▶ _Your objective_
Convert the rows below, from the line containing "Objective — for the yellow" through the end of the rows, into a two-column CSV with columns named instruction and points. Give one CSV line per row, with its text under instruction and its answer under points, each in a single quoted field with line breaks replaced by spaces.

>> START Source material

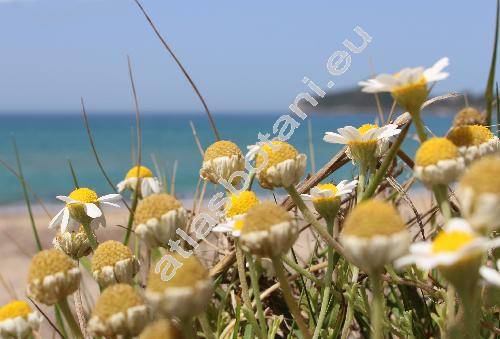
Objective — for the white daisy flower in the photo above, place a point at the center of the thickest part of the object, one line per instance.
(364, 142)
(83, 206)
(490, 275)
(406, 77)
(456, 243)
(149, 183)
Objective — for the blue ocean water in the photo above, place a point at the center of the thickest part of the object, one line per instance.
(46, 142)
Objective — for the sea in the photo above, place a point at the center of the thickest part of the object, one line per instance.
(47, 141)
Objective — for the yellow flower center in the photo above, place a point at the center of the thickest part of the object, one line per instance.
(277, 152)
(144, 172)
(366, 127)
(154, 206)
(473, 135)
(15, 309)
(115, 299)
(451, 241)
(263, 216)
(49, 262)
(483, 176)
(109, 253)
(240, 203)
(371, 218)
(434, 150)
(84, 195)
(220, 149)
(191, 272)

>> END Source material

▶ _Written response_
instruction,points
"Objective — for the yellow flower center in the photo above, place a point at the center of the thickest part of the object, one line per instance.","(277, 152) (144, 172) (366, 127) (154, 206) (473, 135) (15, 309) (115, 299) (451, 241) (263, 216) (49, 262) (483, 176) (109, 253) (240, 203) (371, 218) (434, 150) (84, 195) (220, 149) (191, 272)"